▶ **EXERCISE REQUIREMENTS**:
1. In the forum post below, restate the paragraph that begins "I'm in awe of how many here" in one or two shorter sentences, keeping its main points.
2. Write out the part of the forum post below starting with "Jeez. Your bitter" and going on through "the average one.", with no changes.

▶ **DOCUMENT SECTION**:
Jeez. Your bitter is showing, but from what I remember of your past posts, you're choosing to stay with a serial cheater who doesn't respect you. So you really can't compare your situation to the average one.

I'm in awe of how many here are trying to *blame* the woman for a man's **** behavior, as though being a super-model and constantly catering to a man's every whim and need will somehow provide her with a magic cloak of invincibility against her horn-dog husband slobbering at women. Good luck with THAT.

A good lot of older men DON'T own mirrors. They're delusional and think their shiny scalps, beer guts, the nest of hair growing out of their noses and ears, their haggard looking faces, their flat asses and their uni-brows are still attractive, so by golly, their wives had better be stepping up to the plate and making sure _they're_ super models 24/7! And their super model wives had *also* better be swinging from chandeliers every night in sexy lingerie and 6" platform heels, making sure Quasimodo is satisfied because if he* isn't*, then her punishment will be him out and about drooling at younger women (who are more than likely disgusted by his flat ass and uni-brow as well as his sophomoric behavior.) But hey...delusion is a wonderful thing, ain't it?

▶ **AVAILABLE DATA**:
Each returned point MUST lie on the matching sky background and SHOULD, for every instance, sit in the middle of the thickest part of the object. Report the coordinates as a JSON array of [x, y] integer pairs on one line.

▶ **EXERCISE RESPONSES**:
1. The writer is astonished that many commenters blame the woman for a man's bad behavior, as if being a supermodel who caters to his every whim and need would protect her from a husband who slobbers at other women. The writer is sure it would not.

2.
Jeez. Your bitter is showing, but from what I remember of your past posts, you're choosing to stay with a serial cheater who doesn't respect you. So you really can't compare your situation to the average one.